Exercises:
• A. Transcribe the passage from the text on the hidden costs of renting, starting at the words "4. Additional fees" and ending after the words "is usually non-refundable.".
• B. Pick up the text on the hidden costs of renting a house or apartment where it stops, and continue it from there.

Source extract:
○ ○ ○ ○
The hidden cost of renting a house or apartment:

1. Application fees

Landlords charge application fees from prospective tenants. This fee is non-refundable and is used for the purpose of conducting background checks such as credit checks, rental history verification, etc. 

The amount of the application fee depends on the state, city, and locality. Some states place a cap on the number of application fees while others do not regulate application fees. 

2. Security Deposit

The majority of landlords collect security deposits or rental bonds from their tenants. The amount of the security deposit depends on your credit score, rental history, and state and local laws.

The security deposit can range from a few hundred dollars to a couple of months’ rent, depending on the local law and the market rate.

You should consider security deposits also when finalizing a rental property because they will add up to the costs and increase the overall cost. 

3. Advance rent

Along with the security deposit, some landlords collect advance rent from the tenants. Advance rent will account for the last month’s rent before you move out. The amount of advance rent is mentioned in the lease document. 

 If the landlord collects advance rent, You will have to pay thrice or four times the amount of rent in the first month – rent + security deposit + advance rent. It is important to factor in the advance rent before you finalize a rental property. 

4. Additional fees and deposits for pets

If you are a pet parent, be prepared to pay extra for renting a pet-friendly house or apartment.

Landlords charge pet deposits to allow tenants to keep pets. The pet deposit can be a few hundred dollars and is usually non-refundable. 

Some landlords also charge additional pet rent. Pet rent varies from $15 to $100, depending on the local laws and the laws of the apartment complex. 

5. Renter’s insurance

A majority of landlords demand their tenants get renter’s insurance. Renter’s insurance helps to protect your valuables from damage in unexpected circumstances such as fire, theft, etc.
○ ○ ○ ○
Extracted records:
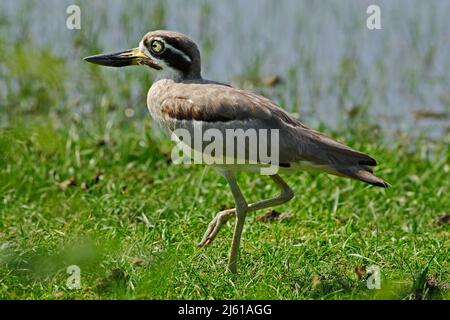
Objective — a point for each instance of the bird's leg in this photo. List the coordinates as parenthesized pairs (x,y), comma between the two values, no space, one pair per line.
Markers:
(241,211)
(223,216)
(214,226)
○ ○ ○ ○
Outputs in order:
• A.
4. Additional fees and deposits for pets

If you are a pet parent, be prepared to pay extra for renting a pet-friendly house or apartment.

Landlords charge pet deposits to allow tenants to keep pets. The pet deposit can be a few hundred dollars and is usually non-refundable.

• B.
The insurance coverage pays for the loss or damages to your personal property in a rented house or apartment. It also covers the liability if someone is injured on your property.

The premium for your renters’ insurance depends on the value of your belongings, the type of policy, the extent of coverage, the term of the insurance, etc. 

6. Utility start-up costs

When you move into a new home, you have to set up new accounts for utilities such as electricity, gas, water, internet, etc.

Utility companies charge start-up costs for new users. Some companies also charge deposits that are refunded at the end, when you cancel the account.

 Utility start-up costs and deposits vary from company to company. It is advisable to compare the prices of different providers and choose the one with the best rates. 

7. Moving-in costs

Some apartment complexes charge moving-in fees for the services such as setting up the service elevator, supervising the move-in, etc.

The moving-in fee can range from $100 to $500 depending on the number of stories, location, city, etc. 

Apart from the moving-in fee, there are several other costs such as the cost of hiring movers to shift your belongings, movers insurance, etc. 

8. Home decoration and furnishing

Some of your old furniture may not fit in the new house, you may want to replace some furnishings or decorate your new rental property with some pictures, knick-knacks, or new wallpaper. 

The cost of decoration and furnishing can range from a few hundred dollars to a couple of thousand dollars depending on your tastes and preferences. 

9. Additional fees

Some landlords charge extra fees for additional services such as doorstep trash pickup, package delivery fees, replacing lost key fobs, etc. All these additional fees add up and increase your monthly cash flow. 

Some landlords also charge parking fees for designated parking spots, late fees for late payment of rent, fees for subletting if you are subletting the house, guest fees to accommodate guests, etc. 

10. Charges for using amenities

Most modern buildings and apartment complexes provide amenities such as a gym, swimming pools, game rooms, rooftop decks, lounges, etc.

The charges for using these amenities are charged extra to the rent.

 It is recommended to check with the landlord whether the amenity usage charges are factored into the rent or not before signing the lease.

If they are not built into the rent, you may have to pay a few hundred dollars extra every month to use the common amenities. 

11. Laundry cost

This is the most overlooked cost that tenets forget to include when estimating the monthly rental expenditure.

Apart from the cost of cleaning detergents and laundry products, you will incur an additional charge to use the washing machines. 

If the building has a communal laundry, you must pay extra to use the washing machines. If your unit has a washing machine, you will have to pay additional utility charges for water and electricity. 

12. Cleaning costs

It is essential to keep your home and surroundings clean to protect the property as well as the health of your family.

Regular cleaning helps to minimize wear and tear and protect your security deposit.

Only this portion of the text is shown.